(Written instruction 1):
According to the club passage, which things would not matter on craft club day? List every one.
(Written instruction 2):
Print the section of the club passage that starts at the words "Oh how I miss" and stops after "is simply missing.".
─── Text shown ───
This club I joined whilst at uni. I remember joining because I loved the bush and wanted to spend more time in it with people who loved it just as much as I did. I also found guys in shorts and sandals, with strong-calf muscles, super hot, and the adventure club was a breeding ground for them. Some of my best uni moments are adventure club related. And some of the mates I made there are still mates today. I guess when you spend considerable time 15 meters underground, with a lead torch stuck to your head, in the pit of some wild Janolan cave, solid friendships will form. Aside from the hairy canoyning trips, the caving, the crazy canoe polo competitions and mountain-bike riding escapades, I was surrounded by people who really knew how to participate in a club. To be real members. To share god-awful chores, to cook-together, to make joint-decisions without bickering (well, not too much anyway), to pitch tents together and share each other’s loads. Sigh. I miss it a lot. It made you a better person when functioning in a group.

The Craft Club

Oh how I miss those Saturdays of excellent conversations and even more excellent craft projects. To be part of the craft club was really something. Nothing else would matter on that day, no boyfriends, no chores, no essay responsibilities, no dinners with parents, no agonising track-work. The once-a-month crafty heaven always left me feeling a bit spesh for having so many crafty friends, with such excellent crafty ideas and most importantly such wonderful chatter. There are some efforts being made here to kick-start a Polish replica, but I am finding that some of the potential craft club members just ‘ain’t feelin’ the power and the magic. Their craft abilities, admittedly, far exceed mine but the sheer desire to be part of a club is simply missing.
─── Data shown ───
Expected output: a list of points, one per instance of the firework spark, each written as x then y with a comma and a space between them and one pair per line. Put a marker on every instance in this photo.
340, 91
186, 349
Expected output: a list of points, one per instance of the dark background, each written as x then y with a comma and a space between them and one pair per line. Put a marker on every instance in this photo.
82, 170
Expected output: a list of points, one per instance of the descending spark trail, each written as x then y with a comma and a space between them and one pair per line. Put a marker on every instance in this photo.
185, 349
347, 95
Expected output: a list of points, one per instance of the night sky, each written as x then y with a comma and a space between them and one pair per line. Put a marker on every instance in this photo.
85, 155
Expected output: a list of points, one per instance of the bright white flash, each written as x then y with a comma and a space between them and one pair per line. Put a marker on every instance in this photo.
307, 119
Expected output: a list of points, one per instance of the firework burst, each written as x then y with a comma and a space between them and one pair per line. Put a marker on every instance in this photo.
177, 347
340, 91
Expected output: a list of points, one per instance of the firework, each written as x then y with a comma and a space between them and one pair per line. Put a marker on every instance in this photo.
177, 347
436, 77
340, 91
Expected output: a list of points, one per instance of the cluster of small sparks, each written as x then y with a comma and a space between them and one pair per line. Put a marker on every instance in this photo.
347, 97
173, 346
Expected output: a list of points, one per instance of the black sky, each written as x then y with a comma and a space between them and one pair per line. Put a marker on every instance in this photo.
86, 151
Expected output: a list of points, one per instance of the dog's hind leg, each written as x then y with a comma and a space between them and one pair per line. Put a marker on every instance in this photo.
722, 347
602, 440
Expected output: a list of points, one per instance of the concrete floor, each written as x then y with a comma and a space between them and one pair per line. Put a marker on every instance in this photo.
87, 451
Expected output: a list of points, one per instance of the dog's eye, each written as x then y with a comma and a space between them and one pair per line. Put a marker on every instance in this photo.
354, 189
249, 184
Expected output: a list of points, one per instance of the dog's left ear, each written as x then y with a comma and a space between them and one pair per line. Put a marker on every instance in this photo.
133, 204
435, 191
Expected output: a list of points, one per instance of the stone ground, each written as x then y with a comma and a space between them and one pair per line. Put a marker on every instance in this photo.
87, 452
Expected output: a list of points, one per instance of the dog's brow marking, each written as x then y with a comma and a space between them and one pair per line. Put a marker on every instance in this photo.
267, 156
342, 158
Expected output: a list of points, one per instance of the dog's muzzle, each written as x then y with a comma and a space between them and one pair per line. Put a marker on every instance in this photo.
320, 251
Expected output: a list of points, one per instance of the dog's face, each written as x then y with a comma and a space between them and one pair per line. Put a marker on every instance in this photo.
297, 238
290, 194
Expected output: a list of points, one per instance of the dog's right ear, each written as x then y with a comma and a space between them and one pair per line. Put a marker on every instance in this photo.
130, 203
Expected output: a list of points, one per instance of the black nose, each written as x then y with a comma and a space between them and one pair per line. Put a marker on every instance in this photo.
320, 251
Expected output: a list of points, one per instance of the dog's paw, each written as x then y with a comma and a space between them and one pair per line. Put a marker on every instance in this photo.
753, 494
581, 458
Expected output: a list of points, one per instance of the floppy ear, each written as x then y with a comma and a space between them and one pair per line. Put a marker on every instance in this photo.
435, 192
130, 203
───
(Complete answer 1):
- boyfriends
- chores
- essay responsibilities
- dinners with parents
- agonising track-work

(Complete answer 2):
Oh how I miss those Saturdays of excellent conversations and even more excellent craft projects. To be part of the craft club was really something. Nothing else would matter on that day, no boyfriends, no chores, no essay responsibilities, no dinners with parents, no agonising track-work. The once-a-month crafty heaven always left me feeling a bit spesh for having so many crafty friends, with such excellent crafty ideas and most importantly such wonderful chatter. There are some efforts being made here to kick-start a Polish replica, but I am finding that some of the potential craft club members just ‘ain’t feelin’ the power and the magic. Their craft abilities, admittedly, far exceed mine but the sheer desire to be part of a club is simply missing.